-- Begin DATASET ENTRIES --

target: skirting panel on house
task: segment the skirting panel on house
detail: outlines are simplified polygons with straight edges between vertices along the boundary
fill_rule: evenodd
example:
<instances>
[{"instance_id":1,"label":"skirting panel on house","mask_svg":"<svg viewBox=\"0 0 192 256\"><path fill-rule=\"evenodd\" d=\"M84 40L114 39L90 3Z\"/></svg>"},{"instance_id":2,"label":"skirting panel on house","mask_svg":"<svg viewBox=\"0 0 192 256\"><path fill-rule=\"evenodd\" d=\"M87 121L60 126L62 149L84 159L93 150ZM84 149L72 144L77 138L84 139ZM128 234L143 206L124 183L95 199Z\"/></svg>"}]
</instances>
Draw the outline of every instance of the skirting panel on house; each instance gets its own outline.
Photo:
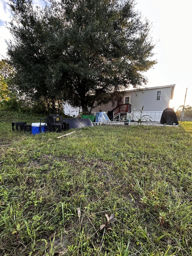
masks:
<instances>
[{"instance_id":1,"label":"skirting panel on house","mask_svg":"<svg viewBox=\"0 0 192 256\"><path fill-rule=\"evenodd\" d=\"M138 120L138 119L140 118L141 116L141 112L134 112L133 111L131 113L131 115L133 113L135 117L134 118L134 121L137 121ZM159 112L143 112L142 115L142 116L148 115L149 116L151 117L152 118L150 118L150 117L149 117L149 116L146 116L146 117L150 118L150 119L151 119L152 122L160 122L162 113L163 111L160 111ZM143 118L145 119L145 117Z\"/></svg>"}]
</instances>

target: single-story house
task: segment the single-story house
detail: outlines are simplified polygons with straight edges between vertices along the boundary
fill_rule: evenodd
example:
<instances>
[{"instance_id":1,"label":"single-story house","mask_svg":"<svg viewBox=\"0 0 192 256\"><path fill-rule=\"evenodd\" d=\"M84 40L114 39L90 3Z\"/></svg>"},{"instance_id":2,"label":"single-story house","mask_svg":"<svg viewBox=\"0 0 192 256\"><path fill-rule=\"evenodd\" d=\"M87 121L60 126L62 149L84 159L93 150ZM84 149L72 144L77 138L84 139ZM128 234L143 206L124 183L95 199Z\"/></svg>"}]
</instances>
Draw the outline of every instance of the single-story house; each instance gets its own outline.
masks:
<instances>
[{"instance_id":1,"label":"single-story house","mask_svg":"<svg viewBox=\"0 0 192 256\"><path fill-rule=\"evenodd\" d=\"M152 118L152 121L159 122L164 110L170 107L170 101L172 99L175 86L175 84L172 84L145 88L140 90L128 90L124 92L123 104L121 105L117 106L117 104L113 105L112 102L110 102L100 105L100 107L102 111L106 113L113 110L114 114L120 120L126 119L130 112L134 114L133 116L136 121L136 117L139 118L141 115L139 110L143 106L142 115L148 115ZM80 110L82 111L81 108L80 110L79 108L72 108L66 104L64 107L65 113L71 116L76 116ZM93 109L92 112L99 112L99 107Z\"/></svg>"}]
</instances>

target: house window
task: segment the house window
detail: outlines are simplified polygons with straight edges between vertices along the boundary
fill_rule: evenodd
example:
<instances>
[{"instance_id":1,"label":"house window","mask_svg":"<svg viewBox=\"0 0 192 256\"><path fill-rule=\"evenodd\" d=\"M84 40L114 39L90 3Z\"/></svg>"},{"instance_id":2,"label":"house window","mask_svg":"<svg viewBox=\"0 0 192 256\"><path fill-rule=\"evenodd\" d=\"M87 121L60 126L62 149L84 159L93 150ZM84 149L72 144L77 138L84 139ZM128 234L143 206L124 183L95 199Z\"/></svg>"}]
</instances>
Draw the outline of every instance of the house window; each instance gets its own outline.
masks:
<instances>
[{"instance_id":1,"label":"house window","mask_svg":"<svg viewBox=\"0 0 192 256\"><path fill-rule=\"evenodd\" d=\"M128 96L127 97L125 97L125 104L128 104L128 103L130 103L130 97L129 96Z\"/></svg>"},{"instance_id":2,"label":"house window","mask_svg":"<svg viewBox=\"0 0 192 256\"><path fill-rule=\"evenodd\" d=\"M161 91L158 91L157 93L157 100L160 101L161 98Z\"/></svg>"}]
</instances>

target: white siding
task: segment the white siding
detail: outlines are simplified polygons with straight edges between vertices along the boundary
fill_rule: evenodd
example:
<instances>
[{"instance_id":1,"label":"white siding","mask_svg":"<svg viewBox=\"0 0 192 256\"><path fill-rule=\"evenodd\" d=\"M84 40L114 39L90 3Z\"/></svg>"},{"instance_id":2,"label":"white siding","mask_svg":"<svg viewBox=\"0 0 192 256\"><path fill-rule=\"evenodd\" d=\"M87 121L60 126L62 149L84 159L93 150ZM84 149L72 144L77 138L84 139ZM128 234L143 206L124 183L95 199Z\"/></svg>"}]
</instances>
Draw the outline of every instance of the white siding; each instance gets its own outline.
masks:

-- End DATASET ENTRIES --

» **EXERCISE PROMPT**: Can you give the material above, starting at the line containing "target: white siding" and ending with the last line, as a Markdown table with columns Row and Line that numbers each line and leaves out blank ones?

» **SOLVED PROBLEM**:
| Row | Line |
|---|---|
| 1 | target: white siding |
| 2 | task: segment the white siding |
| 3 | detail: outlines are simplified polygons with straight edges between vertices along the boundary |
| 4 | fill_rule: evenodd |
| 5 | example: |
| 6 | <instances> |
| 7 | [{"instance_id":1,"label":"white siding","mask_svg":"<svg viewBox=\"0 0 192 256\"><path fill-rule=\"evenodd\" d=\"M84 40L114 39L90 3Z\"/></svg>"},{"instance_id":2,"label":"white siding","mask_svg":"<svg viewBox=\"0 0 192 256\"><path fill-rule=\"evenodd\" d=\"M87 121L60 126L62 149L84 159L93 150ZM84 149L72 144L77 138L84 139ZM128 234L143 206L124 183L95 199Z\"/></svg>"}] |
| 8 | </instances> |
| 9 | Draw the outline of every instance of the white siding; each instance gets its own outline. |
| 10 | masks: |